*** Opening Extracted text ***

Cooking with olive oil destroys its health benefits and makes your food harmful.
Hoax or Fact:
This is a wide spread belief about cooking with Olive Oil, that it destroys its health benefits and produces harmful chemicals to make your food poisonous. The claim, as such, is partially fact. Olive oil has been heavily promoted as healthy oil, so let us also examine how good it really is!
Olive Oil & Health Benefits
Olive oil is a fat obtained from the fruit of olive tree (Olea europaea), a traditional tree crop of the Mediterranean region. For its various benefits, olive oil is used in cosmetics, medicine, cooking and soaps. It is rich in monounsaturated fatty acids and is the main source of fat in the Mediterranean diet, which is associated with a low death rate from cardiovascular diseases compared to North Americans and Northern Europeans.
In 2003, researchers conducted a study to conclude that olive oil is a major contributing factor to the health benefits of the Mediterranean diet, which includes more eggs, vegetables, and higher vitamin intake. In other words, the study reinforces the value of olive oil in promoting health as part of the Mediterranean diet -- not the olive oil alone. Also, it is not the olive oil in itself, but the polyphenols in it that are beneficial; they can also be found in many fruits, vegetables, wine, tea and cocoa. As opposed to Saturated fats and Trans fats, the monounsaturated fatty acids (MUFAs) found in Olive oil are considered healthy dietary fat, which may help lower your risk of heart disease by improving related risk factors.
Various preliminary clinical studies have shown other health benefits of olive oil, which are not yet been established with sufficient scientific evidence. It is because of this reason; producers of olive oil may mention the restricted health claim on product labels.
Considering the aforementioned facts and studies, it can be said that Olive oil may be one of the more healthful oils, but it is still a fat high in calories and should be used in moderation. Olive oil is 'better' than other oils as a part of healthy (Mediterranean) diet, but not that it in itself is good for health.
Cooking with Olive Oil
The issue of cooking with olive oil is that healthy phenols found in olive oil are compromised by heat and beyond its Smoke Point temperature, nasty chemicals may be produced that will end up in food. Apart from these concerns, overheating olive oil can impart a burnt flavor to your food and remove some of the taste as well. It is a fact that vegetable oils and olive oil containing high amount of MUFAs have relatively low smoke points and cannot withstand large amount of heat. Talking about this cooking concern with olive oil, Mercola states:
Olive oil is primarily a monounsaturated fat. This means that it has one double bond in its fatty acid structure. The problem with olive oil is its overabundance of oleic acid (70%), which creates an imbalance on the cellular level that can inhibit prostaglandin production, which can increase the risk of breast cancer and heart disease.

*** Closing Extracted text ***

- **Aim of the task**:
Name every use of olive oil that the olive oil article lists. The material that comes next is from a separate source.

*** Opening Record excerpts ***

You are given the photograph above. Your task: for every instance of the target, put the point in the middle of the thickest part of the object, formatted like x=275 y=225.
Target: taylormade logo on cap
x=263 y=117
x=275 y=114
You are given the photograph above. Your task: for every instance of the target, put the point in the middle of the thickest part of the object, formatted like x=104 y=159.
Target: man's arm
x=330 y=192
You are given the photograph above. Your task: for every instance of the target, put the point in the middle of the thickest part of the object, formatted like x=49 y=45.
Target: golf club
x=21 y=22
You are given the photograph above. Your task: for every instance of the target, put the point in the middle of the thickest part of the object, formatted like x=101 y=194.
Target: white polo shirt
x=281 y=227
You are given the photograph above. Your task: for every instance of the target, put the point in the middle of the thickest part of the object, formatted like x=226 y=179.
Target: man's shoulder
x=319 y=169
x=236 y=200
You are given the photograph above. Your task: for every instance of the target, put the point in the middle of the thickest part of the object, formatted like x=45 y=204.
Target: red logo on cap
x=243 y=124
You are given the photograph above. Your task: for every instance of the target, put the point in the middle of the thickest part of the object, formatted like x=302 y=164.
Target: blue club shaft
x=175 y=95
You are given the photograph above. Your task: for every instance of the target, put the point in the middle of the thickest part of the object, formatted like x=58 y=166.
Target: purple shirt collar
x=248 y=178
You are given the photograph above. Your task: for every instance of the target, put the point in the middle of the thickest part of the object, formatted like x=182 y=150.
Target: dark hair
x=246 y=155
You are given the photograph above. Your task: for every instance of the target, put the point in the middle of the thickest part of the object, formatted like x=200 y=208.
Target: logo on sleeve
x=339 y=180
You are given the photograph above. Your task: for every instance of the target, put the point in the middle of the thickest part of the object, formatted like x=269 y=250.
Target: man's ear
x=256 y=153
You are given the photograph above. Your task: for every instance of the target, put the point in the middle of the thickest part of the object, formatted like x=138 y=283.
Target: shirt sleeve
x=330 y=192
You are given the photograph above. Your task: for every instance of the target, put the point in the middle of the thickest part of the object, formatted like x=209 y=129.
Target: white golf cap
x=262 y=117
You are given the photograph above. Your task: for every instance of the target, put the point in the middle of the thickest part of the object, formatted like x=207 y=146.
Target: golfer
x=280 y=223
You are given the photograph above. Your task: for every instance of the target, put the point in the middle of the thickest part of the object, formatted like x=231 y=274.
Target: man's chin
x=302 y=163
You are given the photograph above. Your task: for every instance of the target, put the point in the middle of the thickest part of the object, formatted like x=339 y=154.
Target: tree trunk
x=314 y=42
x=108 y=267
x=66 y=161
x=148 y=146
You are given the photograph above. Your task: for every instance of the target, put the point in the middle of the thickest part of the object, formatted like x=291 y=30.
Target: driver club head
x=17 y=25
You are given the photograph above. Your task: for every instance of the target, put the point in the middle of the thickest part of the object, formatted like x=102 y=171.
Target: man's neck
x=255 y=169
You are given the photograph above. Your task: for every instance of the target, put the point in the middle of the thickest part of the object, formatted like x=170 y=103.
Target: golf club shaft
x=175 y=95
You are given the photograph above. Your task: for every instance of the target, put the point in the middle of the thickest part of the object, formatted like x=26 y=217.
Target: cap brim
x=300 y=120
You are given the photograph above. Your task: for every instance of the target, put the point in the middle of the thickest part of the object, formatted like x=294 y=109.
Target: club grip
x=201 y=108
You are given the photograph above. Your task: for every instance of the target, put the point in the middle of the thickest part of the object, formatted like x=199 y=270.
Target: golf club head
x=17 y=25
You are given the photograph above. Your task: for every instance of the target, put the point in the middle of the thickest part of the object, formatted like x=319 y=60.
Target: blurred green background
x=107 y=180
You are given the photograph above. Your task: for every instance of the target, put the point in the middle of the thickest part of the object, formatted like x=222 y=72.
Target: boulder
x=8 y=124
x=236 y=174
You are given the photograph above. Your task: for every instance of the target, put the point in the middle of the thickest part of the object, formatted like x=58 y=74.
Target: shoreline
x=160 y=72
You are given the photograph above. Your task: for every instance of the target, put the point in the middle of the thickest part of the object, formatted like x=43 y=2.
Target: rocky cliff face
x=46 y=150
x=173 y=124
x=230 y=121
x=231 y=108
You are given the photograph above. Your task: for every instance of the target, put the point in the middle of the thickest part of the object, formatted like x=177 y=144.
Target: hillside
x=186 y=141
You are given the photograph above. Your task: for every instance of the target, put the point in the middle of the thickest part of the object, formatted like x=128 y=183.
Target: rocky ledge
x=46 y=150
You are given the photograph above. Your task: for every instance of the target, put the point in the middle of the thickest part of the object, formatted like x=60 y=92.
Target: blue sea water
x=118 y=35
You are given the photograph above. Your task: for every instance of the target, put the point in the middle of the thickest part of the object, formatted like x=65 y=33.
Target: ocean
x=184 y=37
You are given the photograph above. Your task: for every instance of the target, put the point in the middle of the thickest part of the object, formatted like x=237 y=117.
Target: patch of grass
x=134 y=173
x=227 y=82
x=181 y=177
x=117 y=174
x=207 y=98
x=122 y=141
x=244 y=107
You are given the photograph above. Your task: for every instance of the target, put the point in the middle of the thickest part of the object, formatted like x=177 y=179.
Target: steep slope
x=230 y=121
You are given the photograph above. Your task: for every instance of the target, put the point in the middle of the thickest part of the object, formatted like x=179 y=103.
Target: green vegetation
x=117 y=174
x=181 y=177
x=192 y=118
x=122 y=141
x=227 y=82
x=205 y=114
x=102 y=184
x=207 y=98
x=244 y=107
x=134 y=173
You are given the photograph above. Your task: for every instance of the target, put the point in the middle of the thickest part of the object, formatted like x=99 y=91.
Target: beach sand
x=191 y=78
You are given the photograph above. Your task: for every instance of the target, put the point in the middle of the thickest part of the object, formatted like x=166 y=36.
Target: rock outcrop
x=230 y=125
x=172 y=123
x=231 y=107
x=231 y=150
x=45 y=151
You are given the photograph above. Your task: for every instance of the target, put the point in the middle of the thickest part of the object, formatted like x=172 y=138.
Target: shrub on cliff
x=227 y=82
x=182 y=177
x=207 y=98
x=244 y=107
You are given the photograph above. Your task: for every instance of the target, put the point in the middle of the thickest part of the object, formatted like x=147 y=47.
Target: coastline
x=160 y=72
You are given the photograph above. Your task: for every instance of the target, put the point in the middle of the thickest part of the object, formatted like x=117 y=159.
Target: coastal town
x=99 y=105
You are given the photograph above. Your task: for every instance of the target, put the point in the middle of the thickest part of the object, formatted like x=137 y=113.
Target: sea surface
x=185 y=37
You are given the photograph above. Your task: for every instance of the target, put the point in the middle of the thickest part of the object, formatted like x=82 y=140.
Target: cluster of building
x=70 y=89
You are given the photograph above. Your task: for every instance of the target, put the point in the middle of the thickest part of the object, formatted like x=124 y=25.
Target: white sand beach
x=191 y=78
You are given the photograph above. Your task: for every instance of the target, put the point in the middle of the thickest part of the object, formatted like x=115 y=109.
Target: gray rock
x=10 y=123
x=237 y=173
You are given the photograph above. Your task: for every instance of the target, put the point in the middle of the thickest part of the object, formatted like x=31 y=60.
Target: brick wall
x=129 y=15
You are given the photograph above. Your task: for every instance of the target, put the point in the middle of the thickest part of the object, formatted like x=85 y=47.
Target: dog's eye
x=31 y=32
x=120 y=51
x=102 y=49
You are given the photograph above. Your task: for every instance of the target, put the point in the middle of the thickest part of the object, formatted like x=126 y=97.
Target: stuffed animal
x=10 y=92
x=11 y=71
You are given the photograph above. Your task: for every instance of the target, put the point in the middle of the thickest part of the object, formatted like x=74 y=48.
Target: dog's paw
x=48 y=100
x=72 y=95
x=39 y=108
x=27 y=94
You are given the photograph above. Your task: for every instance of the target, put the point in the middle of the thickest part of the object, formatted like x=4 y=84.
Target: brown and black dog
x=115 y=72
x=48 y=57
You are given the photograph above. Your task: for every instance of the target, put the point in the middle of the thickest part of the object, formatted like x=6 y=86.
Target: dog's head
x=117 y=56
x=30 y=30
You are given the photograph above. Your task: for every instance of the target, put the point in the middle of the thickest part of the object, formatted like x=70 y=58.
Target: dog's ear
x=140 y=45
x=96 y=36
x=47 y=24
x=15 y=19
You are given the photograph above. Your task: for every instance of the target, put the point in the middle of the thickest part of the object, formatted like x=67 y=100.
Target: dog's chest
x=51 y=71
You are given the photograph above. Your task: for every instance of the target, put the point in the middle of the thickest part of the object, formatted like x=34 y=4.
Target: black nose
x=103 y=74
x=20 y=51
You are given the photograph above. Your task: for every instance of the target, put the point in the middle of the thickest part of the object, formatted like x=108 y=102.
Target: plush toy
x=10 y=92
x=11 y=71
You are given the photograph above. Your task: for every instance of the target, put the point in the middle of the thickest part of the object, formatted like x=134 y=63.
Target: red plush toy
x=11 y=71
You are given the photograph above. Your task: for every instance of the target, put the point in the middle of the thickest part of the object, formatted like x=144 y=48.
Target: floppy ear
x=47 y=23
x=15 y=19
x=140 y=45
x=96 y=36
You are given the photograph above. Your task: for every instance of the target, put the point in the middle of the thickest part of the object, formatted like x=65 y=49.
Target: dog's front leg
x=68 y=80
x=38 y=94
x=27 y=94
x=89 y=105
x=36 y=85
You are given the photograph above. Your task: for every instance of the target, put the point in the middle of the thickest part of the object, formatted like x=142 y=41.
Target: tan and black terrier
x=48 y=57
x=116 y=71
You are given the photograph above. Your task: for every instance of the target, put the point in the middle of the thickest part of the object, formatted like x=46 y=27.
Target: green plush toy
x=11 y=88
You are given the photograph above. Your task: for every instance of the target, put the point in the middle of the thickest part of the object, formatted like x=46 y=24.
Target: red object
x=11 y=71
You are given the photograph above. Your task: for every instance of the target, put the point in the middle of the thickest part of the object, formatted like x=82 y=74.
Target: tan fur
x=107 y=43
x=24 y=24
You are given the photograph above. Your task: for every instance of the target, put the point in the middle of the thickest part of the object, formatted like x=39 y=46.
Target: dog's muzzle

*** Closing Record excerpts ***
*** Opening Record excerpts ***

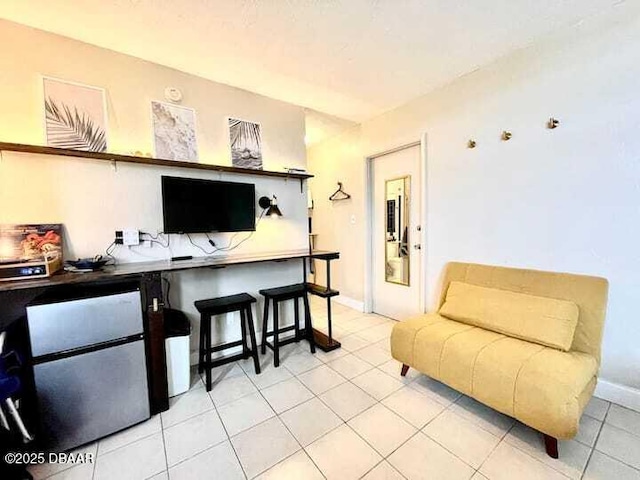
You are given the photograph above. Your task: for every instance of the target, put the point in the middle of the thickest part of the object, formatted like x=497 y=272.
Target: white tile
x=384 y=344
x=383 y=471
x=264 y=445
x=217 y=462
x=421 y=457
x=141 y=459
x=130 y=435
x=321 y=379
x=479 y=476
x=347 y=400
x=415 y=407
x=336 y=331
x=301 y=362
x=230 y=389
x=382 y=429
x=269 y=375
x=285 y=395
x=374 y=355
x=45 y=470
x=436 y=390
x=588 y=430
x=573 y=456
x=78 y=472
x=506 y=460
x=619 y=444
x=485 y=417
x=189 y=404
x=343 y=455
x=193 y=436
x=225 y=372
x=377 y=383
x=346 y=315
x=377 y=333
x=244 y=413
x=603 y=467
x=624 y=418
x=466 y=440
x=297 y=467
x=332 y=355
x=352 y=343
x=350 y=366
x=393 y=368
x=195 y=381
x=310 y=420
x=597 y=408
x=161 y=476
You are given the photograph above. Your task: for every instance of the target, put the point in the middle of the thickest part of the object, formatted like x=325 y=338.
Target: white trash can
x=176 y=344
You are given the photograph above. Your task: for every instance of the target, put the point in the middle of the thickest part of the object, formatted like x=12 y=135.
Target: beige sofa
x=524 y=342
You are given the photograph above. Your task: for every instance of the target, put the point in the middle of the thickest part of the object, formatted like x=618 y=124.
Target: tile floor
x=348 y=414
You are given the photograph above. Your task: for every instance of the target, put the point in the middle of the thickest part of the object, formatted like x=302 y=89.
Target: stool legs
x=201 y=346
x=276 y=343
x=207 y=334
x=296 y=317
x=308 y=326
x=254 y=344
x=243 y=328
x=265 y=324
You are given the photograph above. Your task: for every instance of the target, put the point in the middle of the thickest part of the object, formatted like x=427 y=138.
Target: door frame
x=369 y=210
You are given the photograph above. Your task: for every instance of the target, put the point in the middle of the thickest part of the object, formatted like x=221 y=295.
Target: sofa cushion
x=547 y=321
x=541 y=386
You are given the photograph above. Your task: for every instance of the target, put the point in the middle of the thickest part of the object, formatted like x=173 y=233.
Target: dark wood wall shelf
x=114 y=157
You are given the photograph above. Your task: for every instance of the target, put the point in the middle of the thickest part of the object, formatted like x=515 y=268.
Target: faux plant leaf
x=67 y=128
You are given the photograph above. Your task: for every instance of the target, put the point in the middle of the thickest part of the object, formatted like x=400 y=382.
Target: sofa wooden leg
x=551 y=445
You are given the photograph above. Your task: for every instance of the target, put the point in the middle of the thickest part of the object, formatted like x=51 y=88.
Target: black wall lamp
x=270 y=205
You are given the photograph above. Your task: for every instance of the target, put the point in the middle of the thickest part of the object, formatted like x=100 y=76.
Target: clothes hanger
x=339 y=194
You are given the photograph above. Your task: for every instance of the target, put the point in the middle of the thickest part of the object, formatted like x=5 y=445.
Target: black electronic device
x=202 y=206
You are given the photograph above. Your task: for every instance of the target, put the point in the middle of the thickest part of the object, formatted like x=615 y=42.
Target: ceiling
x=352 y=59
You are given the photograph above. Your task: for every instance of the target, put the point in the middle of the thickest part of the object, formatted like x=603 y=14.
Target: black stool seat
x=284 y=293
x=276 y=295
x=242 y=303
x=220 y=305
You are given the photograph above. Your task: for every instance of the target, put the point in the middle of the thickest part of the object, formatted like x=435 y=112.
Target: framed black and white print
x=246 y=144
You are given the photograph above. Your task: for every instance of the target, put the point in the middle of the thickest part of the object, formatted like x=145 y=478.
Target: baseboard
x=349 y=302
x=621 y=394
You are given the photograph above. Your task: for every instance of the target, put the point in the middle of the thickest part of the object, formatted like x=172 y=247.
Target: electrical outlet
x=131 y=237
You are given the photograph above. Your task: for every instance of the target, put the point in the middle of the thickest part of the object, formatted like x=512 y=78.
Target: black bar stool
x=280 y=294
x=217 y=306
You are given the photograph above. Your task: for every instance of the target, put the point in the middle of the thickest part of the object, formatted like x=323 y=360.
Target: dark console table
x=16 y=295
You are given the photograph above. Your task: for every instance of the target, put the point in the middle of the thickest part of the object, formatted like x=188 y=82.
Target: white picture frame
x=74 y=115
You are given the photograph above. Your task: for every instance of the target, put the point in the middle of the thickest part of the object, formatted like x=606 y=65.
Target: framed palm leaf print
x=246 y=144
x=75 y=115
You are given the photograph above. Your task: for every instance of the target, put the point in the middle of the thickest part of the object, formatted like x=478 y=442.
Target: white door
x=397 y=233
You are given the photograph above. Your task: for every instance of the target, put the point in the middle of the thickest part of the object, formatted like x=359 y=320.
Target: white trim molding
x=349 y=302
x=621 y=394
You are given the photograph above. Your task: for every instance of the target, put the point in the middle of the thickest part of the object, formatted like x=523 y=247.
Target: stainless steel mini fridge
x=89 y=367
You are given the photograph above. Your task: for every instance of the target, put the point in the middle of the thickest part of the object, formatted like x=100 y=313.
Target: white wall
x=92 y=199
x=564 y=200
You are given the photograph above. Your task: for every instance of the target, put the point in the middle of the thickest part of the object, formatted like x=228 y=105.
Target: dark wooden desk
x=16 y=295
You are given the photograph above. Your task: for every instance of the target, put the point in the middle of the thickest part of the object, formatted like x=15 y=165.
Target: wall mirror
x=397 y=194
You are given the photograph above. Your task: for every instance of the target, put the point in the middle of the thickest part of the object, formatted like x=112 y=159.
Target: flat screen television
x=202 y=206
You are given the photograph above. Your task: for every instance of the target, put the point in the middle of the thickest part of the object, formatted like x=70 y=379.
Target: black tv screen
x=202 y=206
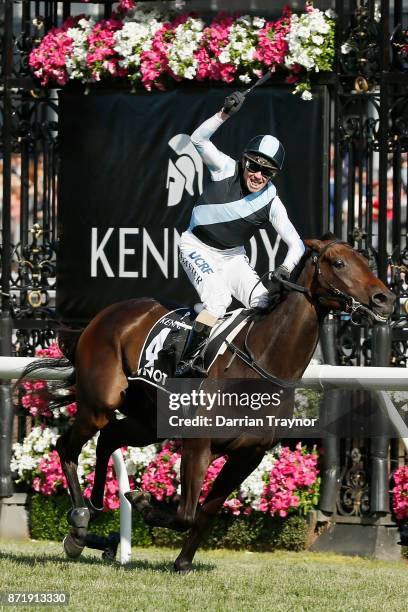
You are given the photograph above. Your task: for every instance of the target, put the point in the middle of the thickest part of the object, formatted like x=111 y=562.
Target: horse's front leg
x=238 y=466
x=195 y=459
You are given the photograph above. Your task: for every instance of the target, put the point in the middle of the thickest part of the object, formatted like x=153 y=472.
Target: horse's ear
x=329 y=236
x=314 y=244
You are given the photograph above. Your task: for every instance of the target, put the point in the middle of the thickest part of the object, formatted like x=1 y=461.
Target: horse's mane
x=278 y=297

*** Closing Record excerpts ***
*** Opening Record excerpts ***

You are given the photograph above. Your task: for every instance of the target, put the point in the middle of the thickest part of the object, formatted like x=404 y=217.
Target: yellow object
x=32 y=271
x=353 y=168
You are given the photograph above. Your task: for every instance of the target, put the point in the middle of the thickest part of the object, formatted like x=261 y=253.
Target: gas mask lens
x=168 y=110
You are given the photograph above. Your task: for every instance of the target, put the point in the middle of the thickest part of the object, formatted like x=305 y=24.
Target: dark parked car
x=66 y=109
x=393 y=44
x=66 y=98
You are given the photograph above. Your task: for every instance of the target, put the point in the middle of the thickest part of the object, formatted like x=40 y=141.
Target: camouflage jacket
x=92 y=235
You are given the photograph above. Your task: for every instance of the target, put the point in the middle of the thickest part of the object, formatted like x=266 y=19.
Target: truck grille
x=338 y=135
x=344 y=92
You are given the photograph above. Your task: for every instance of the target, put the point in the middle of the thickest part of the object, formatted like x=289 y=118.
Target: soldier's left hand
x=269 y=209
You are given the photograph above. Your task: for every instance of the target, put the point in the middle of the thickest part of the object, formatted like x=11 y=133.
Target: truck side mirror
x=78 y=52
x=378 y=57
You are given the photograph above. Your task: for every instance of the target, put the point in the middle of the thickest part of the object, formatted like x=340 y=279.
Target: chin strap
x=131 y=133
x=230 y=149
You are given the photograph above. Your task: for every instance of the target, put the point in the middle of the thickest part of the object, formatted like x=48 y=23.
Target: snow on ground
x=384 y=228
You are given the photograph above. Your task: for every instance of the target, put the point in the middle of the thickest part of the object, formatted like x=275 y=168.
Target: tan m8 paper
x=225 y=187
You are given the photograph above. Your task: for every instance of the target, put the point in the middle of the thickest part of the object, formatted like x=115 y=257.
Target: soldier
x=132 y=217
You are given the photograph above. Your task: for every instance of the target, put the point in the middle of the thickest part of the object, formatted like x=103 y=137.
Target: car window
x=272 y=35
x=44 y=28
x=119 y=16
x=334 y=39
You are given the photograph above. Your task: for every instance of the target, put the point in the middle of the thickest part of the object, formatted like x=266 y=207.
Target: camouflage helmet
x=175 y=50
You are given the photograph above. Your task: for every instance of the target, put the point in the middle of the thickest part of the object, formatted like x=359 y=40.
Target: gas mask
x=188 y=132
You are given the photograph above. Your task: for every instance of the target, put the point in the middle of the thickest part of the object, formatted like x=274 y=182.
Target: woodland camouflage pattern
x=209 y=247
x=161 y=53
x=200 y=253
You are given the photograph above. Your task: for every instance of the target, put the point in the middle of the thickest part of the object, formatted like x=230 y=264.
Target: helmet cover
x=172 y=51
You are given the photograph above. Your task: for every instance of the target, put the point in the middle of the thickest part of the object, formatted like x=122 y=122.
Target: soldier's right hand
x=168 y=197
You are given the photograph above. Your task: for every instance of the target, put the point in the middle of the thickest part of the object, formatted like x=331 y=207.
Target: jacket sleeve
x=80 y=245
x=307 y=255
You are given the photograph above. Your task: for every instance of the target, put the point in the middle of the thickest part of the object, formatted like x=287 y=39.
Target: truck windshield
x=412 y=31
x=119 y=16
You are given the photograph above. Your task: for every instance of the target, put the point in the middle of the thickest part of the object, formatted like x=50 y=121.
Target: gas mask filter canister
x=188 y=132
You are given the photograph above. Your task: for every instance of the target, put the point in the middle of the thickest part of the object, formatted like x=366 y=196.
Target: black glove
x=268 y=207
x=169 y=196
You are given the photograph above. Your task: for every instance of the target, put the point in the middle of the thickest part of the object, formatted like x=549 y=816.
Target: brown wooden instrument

*** Closing Record excerpts ***

- **Solution to this exercise**:
Cosmetics, medicine, cooking, soaps